> **EXERCISE PROMPT**: Format every line of the rows below as a JSON list of strings, with one string per line and blank lines left out.

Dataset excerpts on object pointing

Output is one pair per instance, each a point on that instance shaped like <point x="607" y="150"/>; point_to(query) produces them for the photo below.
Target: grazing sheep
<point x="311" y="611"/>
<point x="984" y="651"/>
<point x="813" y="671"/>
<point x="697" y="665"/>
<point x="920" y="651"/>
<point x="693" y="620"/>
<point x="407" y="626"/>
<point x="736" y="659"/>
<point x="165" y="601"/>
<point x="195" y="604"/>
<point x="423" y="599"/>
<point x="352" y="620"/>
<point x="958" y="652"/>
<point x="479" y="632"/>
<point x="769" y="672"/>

> **EXERCISE SOLUTION**:
[
  "Output is one pair per instance, each a point on that instance shaped like <point x=\"607\" y=\"150\"/>; point_to(query) produces them for the photo below.",
  "Target: grazing sheep",
  "<point x=\"311\" y=\"611\"/>",
  "<point x=\"984\" y=\"651\"/>",
  "<point x=\"813\" y=\"671\"/>",
  "<point x=\"697\" y=\"665\"/>",
  "<point x=\"920\" y=\"651\"/>",
  "<point x=\"693\" y=\"620\"/>",
  "<point x=\"407\" y=\"626\"/>",
  "<point x=\"736\" y=\"659\"/>",
  "<point x=\"165\" y=\"601\"/>",
  "<point x=\"195\" y=\"604\"/>",
  "<point x=\"423\" y=\"599\"/>",
  "<point x=\"352\" y=\"620\"/>",
  "<point x=\"958\" y=\"652\"/>",
  "<point x=\"479\" y=\"632\"/>",
  "<point x=\"769\" y=\"672\"/>"
]